(WHAT IS NEEDED): Check each line of the entries for the string "instance". Report only how many lines have it.

Stored records

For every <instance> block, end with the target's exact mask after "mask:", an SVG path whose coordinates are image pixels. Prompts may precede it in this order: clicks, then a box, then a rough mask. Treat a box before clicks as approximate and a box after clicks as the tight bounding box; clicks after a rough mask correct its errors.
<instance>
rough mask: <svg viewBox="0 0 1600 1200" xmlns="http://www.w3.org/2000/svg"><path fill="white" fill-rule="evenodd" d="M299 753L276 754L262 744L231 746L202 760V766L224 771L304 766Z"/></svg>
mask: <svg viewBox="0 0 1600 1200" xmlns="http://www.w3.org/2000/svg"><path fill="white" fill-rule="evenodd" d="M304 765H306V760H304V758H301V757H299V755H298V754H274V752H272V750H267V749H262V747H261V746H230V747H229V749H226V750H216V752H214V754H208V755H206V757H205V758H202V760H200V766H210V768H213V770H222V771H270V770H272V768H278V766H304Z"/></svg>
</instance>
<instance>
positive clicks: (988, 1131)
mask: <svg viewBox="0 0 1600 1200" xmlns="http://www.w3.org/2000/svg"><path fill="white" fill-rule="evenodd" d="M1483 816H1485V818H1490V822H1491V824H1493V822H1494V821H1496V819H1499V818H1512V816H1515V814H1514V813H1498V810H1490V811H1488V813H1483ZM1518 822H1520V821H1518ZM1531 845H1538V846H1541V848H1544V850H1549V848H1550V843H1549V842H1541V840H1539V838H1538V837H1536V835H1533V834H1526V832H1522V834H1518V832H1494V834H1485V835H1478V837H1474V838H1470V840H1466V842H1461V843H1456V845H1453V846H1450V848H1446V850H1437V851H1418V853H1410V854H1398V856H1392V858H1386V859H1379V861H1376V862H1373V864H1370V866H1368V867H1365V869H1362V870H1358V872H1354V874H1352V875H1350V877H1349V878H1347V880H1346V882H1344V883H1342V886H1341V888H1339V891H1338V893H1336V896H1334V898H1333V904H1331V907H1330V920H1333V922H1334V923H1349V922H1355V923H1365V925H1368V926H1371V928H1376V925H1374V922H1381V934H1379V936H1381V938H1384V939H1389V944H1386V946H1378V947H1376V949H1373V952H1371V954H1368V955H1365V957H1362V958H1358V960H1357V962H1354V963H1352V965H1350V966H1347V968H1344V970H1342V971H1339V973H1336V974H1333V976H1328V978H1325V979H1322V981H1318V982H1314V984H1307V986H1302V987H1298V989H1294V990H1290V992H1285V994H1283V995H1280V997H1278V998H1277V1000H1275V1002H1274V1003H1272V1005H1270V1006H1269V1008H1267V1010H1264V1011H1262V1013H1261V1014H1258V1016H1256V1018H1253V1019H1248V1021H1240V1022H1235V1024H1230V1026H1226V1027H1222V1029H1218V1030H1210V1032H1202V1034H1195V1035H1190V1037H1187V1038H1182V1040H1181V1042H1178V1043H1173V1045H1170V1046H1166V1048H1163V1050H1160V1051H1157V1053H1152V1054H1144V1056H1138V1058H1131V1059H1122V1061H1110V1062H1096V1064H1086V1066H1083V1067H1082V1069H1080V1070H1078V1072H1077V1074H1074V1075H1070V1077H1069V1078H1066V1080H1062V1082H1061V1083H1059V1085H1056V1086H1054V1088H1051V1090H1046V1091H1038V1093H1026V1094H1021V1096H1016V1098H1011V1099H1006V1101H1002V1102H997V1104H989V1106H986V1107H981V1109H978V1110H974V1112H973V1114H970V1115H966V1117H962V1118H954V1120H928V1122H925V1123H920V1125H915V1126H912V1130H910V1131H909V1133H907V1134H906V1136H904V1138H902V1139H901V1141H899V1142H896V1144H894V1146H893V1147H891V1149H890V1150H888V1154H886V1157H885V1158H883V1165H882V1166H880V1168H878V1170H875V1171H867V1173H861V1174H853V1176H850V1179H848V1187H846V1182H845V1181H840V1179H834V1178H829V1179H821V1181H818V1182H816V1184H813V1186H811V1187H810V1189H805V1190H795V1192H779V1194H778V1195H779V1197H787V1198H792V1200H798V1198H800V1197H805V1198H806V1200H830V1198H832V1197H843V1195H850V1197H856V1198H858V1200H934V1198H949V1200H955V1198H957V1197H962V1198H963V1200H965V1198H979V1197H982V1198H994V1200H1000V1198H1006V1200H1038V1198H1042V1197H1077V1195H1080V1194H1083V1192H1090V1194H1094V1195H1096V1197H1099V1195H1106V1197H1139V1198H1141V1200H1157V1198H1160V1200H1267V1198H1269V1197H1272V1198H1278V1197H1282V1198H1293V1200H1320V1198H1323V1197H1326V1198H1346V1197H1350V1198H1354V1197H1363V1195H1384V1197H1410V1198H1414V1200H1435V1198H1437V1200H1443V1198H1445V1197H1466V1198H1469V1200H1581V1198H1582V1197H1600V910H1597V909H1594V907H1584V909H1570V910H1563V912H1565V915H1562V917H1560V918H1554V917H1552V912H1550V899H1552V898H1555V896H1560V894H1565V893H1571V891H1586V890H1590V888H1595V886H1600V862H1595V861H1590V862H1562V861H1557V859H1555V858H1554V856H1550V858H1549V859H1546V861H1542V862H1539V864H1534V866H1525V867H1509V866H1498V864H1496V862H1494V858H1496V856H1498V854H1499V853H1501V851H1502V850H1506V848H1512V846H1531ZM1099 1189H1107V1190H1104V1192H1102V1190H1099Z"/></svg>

(RESPONSE TO THIS TASK): 4